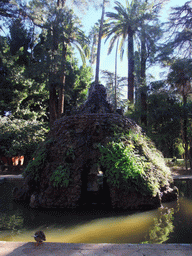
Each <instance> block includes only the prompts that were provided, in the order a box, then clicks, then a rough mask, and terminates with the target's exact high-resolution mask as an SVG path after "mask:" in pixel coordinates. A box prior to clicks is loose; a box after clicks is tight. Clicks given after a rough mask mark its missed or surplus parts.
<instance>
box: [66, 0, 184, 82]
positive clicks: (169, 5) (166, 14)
mask: <svg viewBox="0 0 192 256" xmlns="http://www.w3.org/2000/svg"><path fill="white" fill-rule="evenodd" d="M68 1H70V0H68ZM119 1H120V2H121V3H123V2H125V0H119ZM114 2H115V1H113V0H110V6H107V7H106V11H107V12H108V11H113V10H114V9H113V7H114V6H115V4H114ZM185 2H187V0H170V1H169V2H168V3H167V4H165V6H164V7H163V9H162V11H161V15H160V16H161V17H160V19H161V21H162V22H165V21H167V20H168V17H169V13H170V8H171V7H176V6H182V5H183V4H184V3H185ZM101 11H102V10H101V8H100V9H99V10H98V11H96V10H95V9H94V8H90V9H89V10H88V11H87V12H86V14H81V13H80V12H78V15H80V17H81V21H82V24H83V26H84V29H85V31H86V33H87V34H88V32H89V31H90V29H91V28H92V27H93V26H94V24H95V23H96V22H97V21H98V19H100V18H101ZM104 41H105V39H104V40H103V42H102V46H101V61H100V70H108V71H110V72H114V69H115V62H114V60H115V47H114V49H113V51H112V53H111V54H110V55H108V54H107V49H108V41H107V42H106V43H104ZM127 70H128V61H127V57H126V54H124V58H123V61H121V60H120V58H118V75H119V76H127V73H128V71H127ZM93 71H95V66H93ZM164 71H165V70H164V69H162V68H160V67H159V66H157V65H156V66H154V67H152V68H150V69H149V70H148V76H149V75H150V74H152V75H153V76H154V77H155V80H158V79H160V78H161V76H162V72H164ZM100 80H101V81H102V79H101V75H100Z"/></svg>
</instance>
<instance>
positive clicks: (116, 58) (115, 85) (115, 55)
mask: <svg viewBox="0 0 192 256" xmlns="http://www.w3.org/2000/svg"><path fill="white" fill-rule="evenodd" d="M118 46H119V39H118V41H117V47H116V54H115V110H116V109H117V54H118Z"/></svg>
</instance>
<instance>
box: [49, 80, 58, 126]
mask: <svg viewBox="0 0 192 256" xmlns="http://www.w3.org/2000/svg"><path fill="white" fill-rule="evenodd" d="M56 102H57V95H56V88H55V85H54V84H51V85H50V88H49V113H50V117H49V119H50V127H52V125H53V123H54V121H55V120H56V119H57V107H56V106H57V104H56Z"/></svg>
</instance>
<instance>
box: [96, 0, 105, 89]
mask: <svg viewBox="0 0 192 256" xmlns="http://www.w3.org/2000/svg"><path fill="white" fill-rule="evenodd" d="M104 15H105V0H103V6H102V14H101V21H100V27H99V38H98V46H97V60H96V71H95V83H96V84H98V83H99V67H100V55H101V37H102V34H103V21H104Z"/></svg>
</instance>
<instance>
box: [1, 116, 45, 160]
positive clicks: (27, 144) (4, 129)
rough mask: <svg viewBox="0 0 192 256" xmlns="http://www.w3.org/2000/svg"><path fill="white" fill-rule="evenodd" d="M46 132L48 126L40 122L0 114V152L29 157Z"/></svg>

⁂

PROMPT: Would you set down all the rows above again, word for word, leaving out the pictures?

FINAL ANSWER:
Each <instance> block includes only the prompts that were provided, in the order a box, then clicks, then a rough mask, and terminates with the target's exact high-resolution mask as an SVG path after "mask:" in pixel coordinates. A box prior to clicks is loose; a box after clicks is tight. Clicks given after a rough mask mark its missed or surplus parts.
<instance>
box: [66, 0, 184, 82]
positive clicks: (169, 5) (166, 14)
mask: <svg viewBox="0 0 192 256" xmlns="http://www.w3.org/2000/svg"><path fill="white" fill-rule="evenodd" d="M68 1H70V0H68ZM119 1H120V2H121V3H123V2H125V0H119ZM114 2H115V1H113V0H110V6H107V7H106V11H107V12H108V11H113V10H114V9H113V7H114V6H115V4H114ZM185 2H187V0H170V1H169V2H168V3H167V4H165V6H164V7H163V9H162V11H161V15H160V16H161V17H160V19H161V21H162V22H165V21H167V20H168V17H169V13H170V8H171V7H176V6H182V5H183V4H184V3H185ZM101 11H102V10H101V8H100V9H99V10H98V11H96V10H95V9H94V8H90V9H89V10H88V11H87V12H86V14H81V13H80V12H78V15H80V17H81V21H82V24H83V26H84V29H85V31H86V33H87V34H88V32H89V31H90V29H91V28H92V27H93V26H94V24H95V23H96V22H97V21H98V19H100V18H101ZM104 41H105V39H104V40H103V42H102V46H101V61H100V70H108V71H110V72H114V69H115V62H114V60H115V47H114V49H113V51H112V53H111V54H110V55H108V54H107V49H108V41H107V42H106V43H104ZM127 70H128V61H127V57H126V54H124V58H123V61H121V60H120V58H118V75H119V76H127V73H128V71H127ZM93 71H95V66H93ZM164 71H165V70H164V69H162V68H160V67H159V66H157V65H156V66H154V67H152V68H150V69H149V70H148V76H149V75H150V74H152V75H153V76H154V77H155V80H158V79H160V78H161V76H162V72H164ZM100 80H101V81H102V79H101V75H100Z"/></svg>
</instance>
<instance>
positive clicks: (116, 58) (115, 85) (115, 55)
mask: <svg viewBox="0 0 192 256" xmlns="http://www.w3.org/2000/svg"><path fill="white" fill-rule="evenodd" d="M118 46H119V39H118V41H117V47H116V54H115V110H116V109H117V54H118Z"/></svg>
</instance>
<instance>
box: [49, 80, 58, 126]
mask: <svg viewBox="0 0 192 256" xmlns="http://www.w3.org/2000/svg"><path fill="white" fill-rule="evenodd" d="M56 102H57V95H56V88H55V85H54V84H51V85H50V88H49V113H50V117H49V119H50V127H52V125H53V123H54V121H55V120H56V119H57V107H56V106H57V104H56Z"/></svg>
</instance>
<instance>
box: [96, 0, 105, 89]
mask: <svg viewBox="0 0 192 256" xmlns="http://www.w3.org/2000/svg"><path fill="white" fill-rule="evenodd" d="M104 15H105V0H103V6H102V14H101V21H100V27H99V38H98V46H97V60H96V71H95V83H96V84H98V83H99V67H100V55H101V37H102V34H103V21H104Z"/></svg>
</instance>
<instance>
box: [1, 116, 45, 160]
positive clicks: (27, 144) (4, 129)
rough mask: <svg viewBox="0 0 192 256" xmlns="http://www.w3.org/2000/svg"><path fill="white" fill-rule="evenodd" d="M46 132L48 126L40 122L0 114V152L29 157Z"/></svg>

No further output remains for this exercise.